● STUDY TEXT:
────────────────

Fidèle Bongelo

Personal information
- Full name: Fidèle Malcolm Bongelo
- Date of birth: 20 March 2006 (age 20)
- Place of birth: Toulouse, France
- Height: 1.83 m (6 ft 0 in)
- Position: Forward

Team information
- Current team: Pau B

Youth career
- 2016–2021: US Colomiers
- 2021–2022: Montpellier

Senior career*
- Years: Team / Apps / (Gls)
- 2022–2023: Montpellier B / 1 / (0)
- 2024–: Pau B / 12 / (0)
- 2024: Pau / 1 / (0)

= Fidèle Bongelo =

French-Congolese footballer (born 2006)

Fidèle Malcolm Bongelo (born 20 March 2006) is a French professional footballer who plays as a forward for Championnat National 3 club Pau B.

==Club career==

=== Early career ===
Fidèle Bongelo was born in Toulouse on 20 March 2006. He began his football journey at US Colomiers, where he quickly stood out for his speed, dribbling, and especially his finishing ability. His performances caught the attention of Montpellier, leading to his move to the club in the summer of 2021 as part of a partnership between the two clubs.

At Montpellier, Bongelo continued to develop his reputation as a clinical striker. In the 2021–2022 season, he scored 11 goals and provided 6 assists in just 13 matches with the U17 team, demonstrating his knack for finding the back of the net. His performances were so impressive that he was occasionally promoted to play with the U19 team, despite being just 17 years old.

=== Pau FC ===
At the beginning of the 2024–25 season, Bongelo joined Pau FC, in Ligue 2. He made his professional debut in a dramatic match against SM Caen, where Pau secured a hard-fought 1–0 victory despite being reduced to nine men.

────────────────

● WORK ITEM:
Transcribe the passage of the Fidèle Bongelo article starting at "French-Congolese footballer (born" and ending at "club Pau B.".

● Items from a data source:

────────────────

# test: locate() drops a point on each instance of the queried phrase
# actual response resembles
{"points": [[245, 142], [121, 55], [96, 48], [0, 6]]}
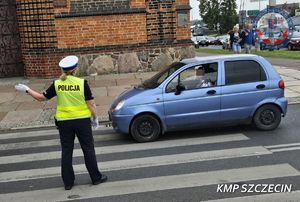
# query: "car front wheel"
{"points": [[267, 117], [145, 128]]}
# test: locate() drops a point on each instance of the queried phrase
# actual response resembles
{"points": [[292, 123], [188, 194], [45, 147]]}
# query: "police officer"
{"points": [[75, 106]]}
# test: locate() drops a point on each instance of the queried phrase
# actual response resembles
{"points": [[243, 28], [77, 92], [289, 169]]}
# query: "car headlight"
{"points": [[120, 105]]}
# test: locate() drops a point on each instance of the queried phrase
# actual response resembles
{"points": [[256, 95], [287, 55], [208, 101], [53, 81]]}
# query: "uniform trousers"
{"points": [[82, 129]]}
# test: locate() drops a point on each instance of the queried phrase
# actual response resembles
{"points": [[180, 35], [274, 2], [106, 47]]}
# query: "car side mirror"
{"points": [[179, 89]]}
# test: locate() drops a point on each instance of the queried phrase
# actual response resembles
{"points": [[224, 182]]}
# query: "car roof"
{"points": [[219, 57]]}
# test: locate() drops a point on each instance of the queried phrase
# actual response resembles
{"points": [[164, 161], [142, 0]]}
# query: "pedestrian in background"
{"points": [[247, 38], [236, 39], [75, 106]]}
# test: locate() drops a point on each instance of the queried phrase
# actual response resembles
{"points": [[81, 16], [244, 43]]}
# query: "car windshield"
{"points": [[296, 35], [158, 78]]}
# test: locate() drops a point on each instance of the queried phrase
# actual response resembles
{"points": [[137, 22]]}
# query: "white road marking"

────────────────

● SOLVED EXERCISE:
French-Congolese footballer (born 2006)

Fidèle Malcolm Bongelo (born 20 March 2006) is a French professional footballer who plays as a forward for Championnat National 3 club Pau B.